Task to carry out: Look through the listing and locate every line containing the word "stadium"; copy those lines.

(Supplied data)

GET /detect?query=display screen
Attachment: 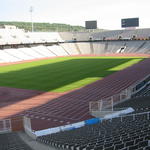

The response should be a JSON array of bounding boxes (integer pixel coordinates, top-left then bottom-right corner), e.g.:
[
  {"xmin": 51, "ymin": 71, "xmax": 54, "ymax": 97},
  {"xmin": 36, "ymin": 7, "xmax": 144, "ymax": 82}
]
[
  {"xmin": 121, "ymin": 18, "xmax": 139, "ymax": 28},
  {"xmin": 85, "ymin": 21, "xmax": 97, "ymax": 29}
]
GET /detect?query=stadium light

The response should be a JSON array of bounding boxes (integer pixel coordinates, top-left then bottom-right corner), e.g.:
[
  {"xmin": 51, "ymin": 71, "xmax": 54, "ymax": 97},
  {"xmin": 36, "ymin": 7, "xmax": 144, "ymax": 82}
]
[{"xmin": 29, "ymin": 6, "xmax": 34, "ymax": 32}]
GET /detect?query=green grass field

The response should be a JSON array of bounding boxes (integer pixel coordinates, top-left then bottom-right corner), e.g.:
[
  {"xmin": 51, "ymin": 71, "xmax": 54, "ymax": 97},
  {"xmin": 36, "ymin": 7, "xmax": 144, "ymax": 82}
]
[{"xmin": 0, "ymin": 57, "xmax": 145, "ymax": 92}]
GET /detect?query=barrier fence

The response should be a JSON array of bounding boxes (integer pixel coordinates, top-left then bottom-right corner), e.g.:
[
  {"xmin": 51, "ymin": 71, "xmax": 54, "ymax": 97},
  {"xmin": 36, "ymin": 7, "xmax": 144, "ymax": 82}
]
[
  {"xmin": 108, "ymin": 111, "xmax": 150, "ymax": 122},
  {"xmin": 0, "ymin": 119, "xmax": 11, "ymax": 133},
  {"xmin": 89, "ymin": 74, "xmax": 150, "ymax": 113},
  {"xmin": 0, "ymin": 116, "xmax": 23, "ymax": 133}
]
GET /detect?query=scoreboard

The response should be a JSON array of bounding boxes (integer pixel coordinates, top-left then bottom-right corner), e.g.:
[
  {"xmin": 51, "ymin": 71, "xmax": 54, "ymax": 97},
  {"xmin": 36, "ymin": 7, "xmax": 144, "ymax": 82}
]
[
  {"xmin": 121, "ymin": 18, "xmax": 139, "ymax": 28},
  {"xmin": 85, "ymin": 20, "xmax": 97, "ymax": 29}
]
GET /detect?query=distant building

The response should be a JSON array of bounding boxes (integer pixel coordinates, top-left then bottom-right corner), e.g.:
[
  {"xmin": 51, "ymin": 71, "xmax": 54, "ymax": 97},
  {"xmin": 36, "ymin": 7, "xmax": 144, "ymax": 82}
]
[{"xmin": 0, "ymin": 25, "xmax": 17, "ymax": 29}]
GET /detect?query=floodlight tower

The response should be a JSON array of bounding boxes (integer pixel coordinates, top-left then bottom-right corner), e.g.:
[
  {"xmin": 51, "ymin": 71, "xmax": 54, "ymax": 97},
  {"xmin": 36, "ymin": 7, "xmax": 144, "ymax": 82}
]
[{"xmin": 29, "ymin": 6, "xmax": 34, "ymax": 32}]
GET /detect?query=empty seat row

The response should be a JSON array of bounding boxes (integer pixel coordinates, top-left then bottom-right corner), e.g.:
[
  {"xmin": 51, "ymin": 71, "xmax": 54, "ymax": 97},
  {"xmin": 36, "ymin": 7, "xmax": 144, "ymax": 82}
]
[
  {"xmin": 37, "ymin": 113, "xmax": 150, "ymax": 150},
  {"xmin": 0, "ymin": 132, "xmax": 33, "ymax": 150}
]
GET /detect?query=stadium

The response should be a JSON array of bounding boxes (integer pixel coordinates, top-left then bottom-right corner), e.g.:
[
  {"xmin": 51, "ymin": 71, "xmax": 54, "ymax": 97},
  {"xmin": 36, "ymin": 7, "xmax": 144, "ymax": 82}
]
[{"xmin": 0, "ymin": 1, "xmax": 150, "ymax": 150}]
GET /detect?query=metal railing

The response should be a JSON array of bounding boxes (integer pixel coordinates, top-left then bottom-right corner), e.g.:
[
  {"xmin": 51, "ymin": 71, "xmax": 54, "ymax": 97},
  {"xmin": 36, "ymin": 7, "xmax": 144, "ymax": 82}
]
[
  {"xmin": 0, "ymin": 119, "xmax": 11, "ymax": 133},
  {"xmin": 89, "ymin": 74, "xmax": 150, "ymax": 113},
  {"xmin": 106, "ymin": 111, "xmax": 150, "ymax": 122}
]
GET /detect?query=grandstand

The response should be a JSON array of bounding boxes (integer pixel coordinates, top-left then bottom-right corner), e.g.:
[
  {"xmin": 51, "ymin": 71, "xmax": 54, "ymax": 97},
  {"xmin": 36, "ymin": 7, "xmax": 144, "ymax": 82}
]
[
  {"xmin": 0, "ymin": 28, "xmax": 150, "ymax": 64},
  {"xmin": 0, "ymin": 27, "xmax": 150, "ymax": 150},
  {"xmin": 37, "ymin": 112, "xmax": 150, "ymax": 150}
]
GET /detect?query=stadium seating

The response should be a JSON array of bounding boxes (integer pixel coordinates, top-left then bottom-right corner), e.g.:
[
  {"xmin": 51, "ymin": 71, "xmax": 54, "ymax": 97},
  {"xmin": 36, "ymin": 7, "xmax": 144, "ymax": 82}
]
[
  {"xmin": 1, "ymin": 28, "xmax": 150, "ymax": 45},
  {"xmin": 59, "ymin": 32, "xmax": 90, "ymax": 41},
  {"xmin": 0, "ymin": 132, "xmax": 33, "ymax": 150},
  {"xmin": 59, "ymin": 29, "xmax": 150, "ymax": 41},
  {"xmin": 17, "ymin": 47, "xmax": 44, "ymax": 59},
  {"xmin": 0, "ymin": 40, "xmax": 149, "ymax": 64},
  {"xmin": 91, "ymin": 30, "xmax": 123, "ymax": 40},
  {"xmin": 31, "ymin": 45, "xmax": 55, "ymax": 57},
  {"xmin": 37, "ymin": 112, "xmax": 150, "ymax": 150},
  {"xmin": 0, "ymin": 28, "xmax": 150, "ymax": 150},
  {"xmin": 92, "ymin": 42, "xmax": 106, "ymax": 54},
  {"xmin": 0, "ymin": 49, "xmax": 21, "ymax": 62},
  {"xmin": 132, "ymin": 85, "xmax": 150, "ymax": 98},
  {"xmin": 20, "ymin": 58, "xmax": 150, "ymax": 131},
  {"xmin": 60, "ymin": 43, "xmax": 80, "ymax": 55},
  {"xmin": 5, "ymin": 48, "xmax": 33, "ymax": 61},
  {"xmin": 27, "ymin": 32, "xmax": 64, "ymax": 43},
  {"xmin": 0, "ymin": 29, "xmax": 64, "ymax": 45},
  {"xmin": 0, "ymin": 28, "xmax": 150, "ymax": 64},
  {"xmin": 47, "ymin": 45, "xmax": 69, "ymax": 56},
  {"xmin": 77, "ymin": 42, "xmax": 92, "ymax": 54},
  {"xmin": 90, "ymin": 28, "xmax": 150, "ymax": 40}
]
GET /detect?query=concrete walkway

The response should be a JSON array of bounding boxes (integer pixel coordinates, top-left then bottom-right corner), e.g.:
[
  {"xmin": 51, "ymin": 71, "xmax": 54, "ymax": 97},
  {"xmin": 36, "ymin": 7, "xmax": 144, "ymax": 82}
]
[{"xmin": 18, "ymin": 131, "xmax": 60, "ymax": 150}]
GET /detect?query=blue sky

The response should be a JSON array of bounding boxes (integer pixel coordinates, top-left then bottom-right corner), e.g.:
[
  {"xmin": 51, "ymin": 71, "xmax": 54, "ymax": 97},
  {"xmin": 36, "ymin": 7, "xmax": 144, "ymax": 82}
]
[{"xmin": 1, "ymin": 0, "xmax": 150, "ymax": 29}]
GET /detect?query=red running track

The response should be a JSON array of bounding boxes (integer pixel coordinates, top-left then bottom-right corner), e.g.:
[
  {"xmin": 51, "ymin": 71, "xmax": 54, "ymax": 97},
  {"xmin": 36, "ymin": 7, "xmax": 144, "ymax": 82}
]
[
  {"xmin": 0, "ymin": 55, "xmax": 150, "ymax": 131},
  {"xmin": 28, "ymin": 58, "xmax": 150, "ymax": 130}
]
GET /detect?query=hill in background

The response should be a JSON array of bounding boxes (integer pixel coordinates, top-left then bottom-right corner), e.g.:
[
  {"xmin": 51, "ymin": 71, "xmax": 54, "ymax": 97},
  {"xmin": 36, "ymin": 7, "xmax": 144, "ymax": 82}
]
[
  {"xmin": 0, "ymin": 21, "xmax": 105, "ymax": 32},
  {"xmin": 0, "ymin": 21, "xmax": 86, "ymax": 32}
]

(End Supplied data)

Written solution:
GET /detect?query=stadium light
GET /detect?query=stadium
GET /detect?query=stadium seating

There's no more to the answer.